INPUT RECORDS:

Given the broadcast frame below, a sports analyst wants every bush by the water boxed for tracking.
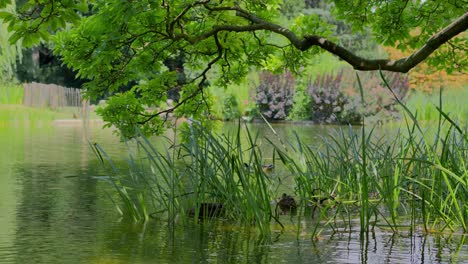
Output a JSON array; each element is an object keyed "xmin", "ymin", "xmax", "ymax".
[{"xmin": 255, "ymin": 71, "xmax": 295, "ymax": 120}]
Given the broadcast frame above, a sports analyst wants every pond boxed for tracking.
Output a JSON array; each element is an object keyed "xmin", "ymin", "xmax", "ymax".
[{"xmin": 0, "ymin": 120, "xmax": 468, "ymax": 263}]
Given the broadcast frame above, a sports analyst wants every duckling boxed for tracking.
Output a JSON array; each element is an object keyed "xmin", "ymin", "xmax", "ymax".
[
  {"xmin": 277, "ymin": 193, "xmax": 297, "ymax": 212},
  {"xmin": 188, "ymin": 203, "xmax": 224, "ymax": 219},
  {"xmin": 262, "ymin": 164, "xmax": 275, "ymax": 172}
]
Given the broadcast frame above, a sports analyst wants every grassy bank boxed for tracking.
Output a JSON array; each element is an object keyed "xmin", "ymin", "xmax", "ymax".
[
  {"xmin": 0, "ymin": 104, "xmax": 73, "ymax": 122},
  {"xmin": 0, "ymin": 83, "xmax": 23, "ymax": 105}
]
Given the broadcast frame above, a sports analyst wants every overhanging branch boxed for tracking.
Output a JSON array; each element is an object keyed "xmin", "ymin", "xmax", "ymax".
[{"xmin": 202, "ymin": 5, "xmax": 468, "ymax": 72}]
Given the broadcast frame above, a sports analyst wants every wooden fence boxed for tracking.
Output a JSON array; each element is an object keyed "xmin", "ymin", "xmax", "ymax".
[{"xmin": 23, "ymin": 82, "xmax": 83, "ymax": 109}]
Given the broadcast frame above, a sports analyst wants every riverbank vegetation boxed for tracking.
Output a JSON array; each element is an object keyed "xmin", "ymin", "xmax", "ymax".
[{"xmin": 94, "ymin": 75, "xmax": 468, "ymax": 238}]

PROMPT: Carry over the items starting at the line that contains "vegetation boxed for tracking." and stopping after the last item, requests included, with 145 added to every bounding-box coordinate in the answers.

THE COMPLETED TASK:
Given the broadcast frame above, a sports analyst wants every riverbank vegetation boxed for tracking.
Output a JSON array; each element is an object keyed "xmin", "ymin", "xmax", "ymax".
[{"xmin": 239, "ymin": 220, "xmax": 613, "ymax": 383}]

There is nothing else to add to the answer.